>> start RECORDED INFORMATION
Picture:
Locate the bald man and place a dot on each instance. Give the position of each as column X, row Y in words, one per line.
>> end RECORDED INFORMATION
>> start RECORDED INFORMATION
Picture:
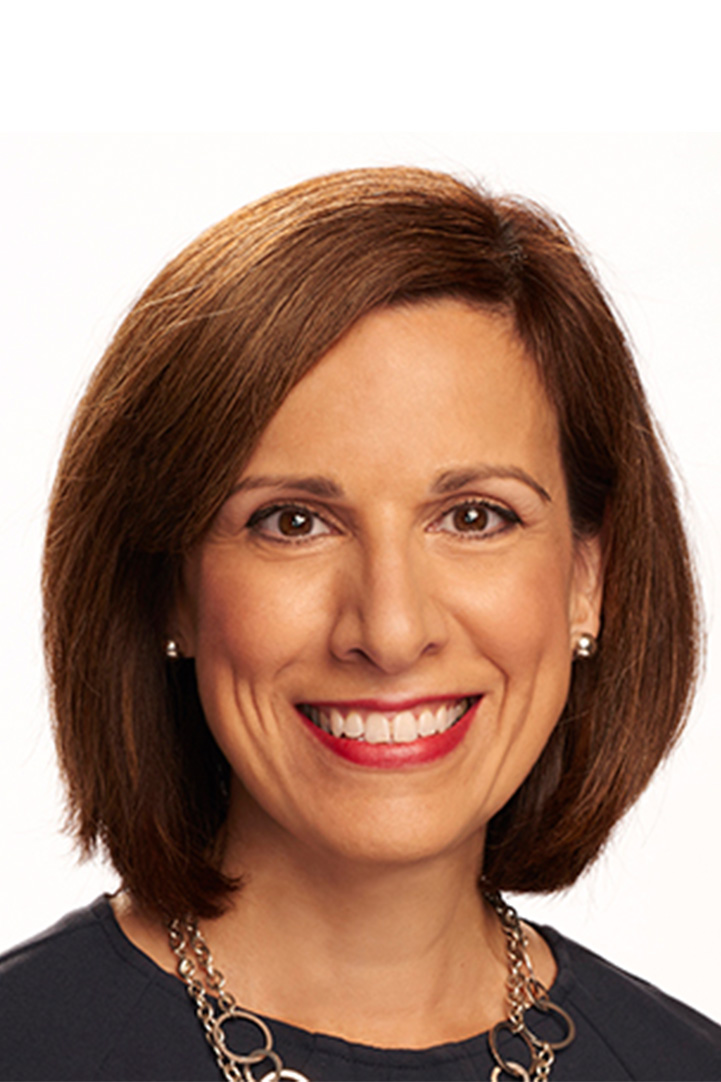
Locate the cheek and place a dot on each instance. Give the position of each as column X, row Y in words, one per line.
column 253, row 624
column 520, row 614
>> end RECORDED INFORMATION
>> start RECORDED INFORMATION
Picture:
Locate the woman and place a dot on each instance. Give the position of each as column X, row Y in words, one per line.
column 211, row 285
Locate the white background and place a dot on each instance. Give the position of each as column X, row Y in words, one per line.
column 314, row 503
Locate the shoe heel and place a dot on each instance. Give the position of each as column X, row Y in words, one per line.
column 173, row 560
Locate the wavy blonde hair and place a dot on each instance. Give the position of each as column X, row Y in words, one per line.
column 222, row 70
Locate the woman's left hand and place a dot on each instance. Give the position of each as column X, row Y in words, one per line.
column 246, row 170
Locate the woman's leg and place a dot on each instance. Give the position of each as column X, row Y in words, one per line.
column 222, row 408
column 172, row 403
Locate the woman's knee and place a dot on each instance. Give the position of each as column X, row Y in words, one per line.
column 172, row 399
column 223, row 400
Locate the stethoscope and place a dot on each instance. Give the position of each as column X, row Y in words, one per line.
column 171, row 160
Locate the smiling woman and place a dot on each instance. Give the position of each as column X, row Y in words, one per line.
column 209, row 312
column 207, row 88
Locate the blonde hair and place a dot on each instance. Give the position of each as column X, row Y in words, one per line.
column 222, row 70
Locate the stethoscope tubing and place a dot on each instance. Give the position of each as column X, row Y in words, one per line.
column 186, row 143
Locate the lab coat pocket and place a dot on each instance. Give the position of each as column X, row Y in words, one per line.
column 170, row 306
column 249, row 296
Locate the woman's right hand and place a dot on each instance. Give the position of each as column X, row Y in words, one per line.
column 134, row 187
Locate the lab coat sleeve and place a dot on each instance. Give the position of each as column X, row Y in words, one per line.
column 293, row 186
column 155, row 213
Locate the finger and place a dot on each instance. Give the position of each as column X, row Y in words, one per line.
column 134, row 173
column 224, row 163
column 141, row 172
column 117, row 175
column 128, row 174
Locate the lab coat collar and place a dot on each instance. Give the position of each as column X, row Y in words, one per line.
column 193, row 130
>> end RECORDED INFORMATION
Collect each line in the records above that contains the word "stethoscope" and copy it out in full.

Locate the stethoscope and place a dot on each instance. Give the position of each as column X, row Y in words, one per line.
Locate the stethoscope tubing and place a dot on each instance. Give the position of each as column X, row Y in words, one per line.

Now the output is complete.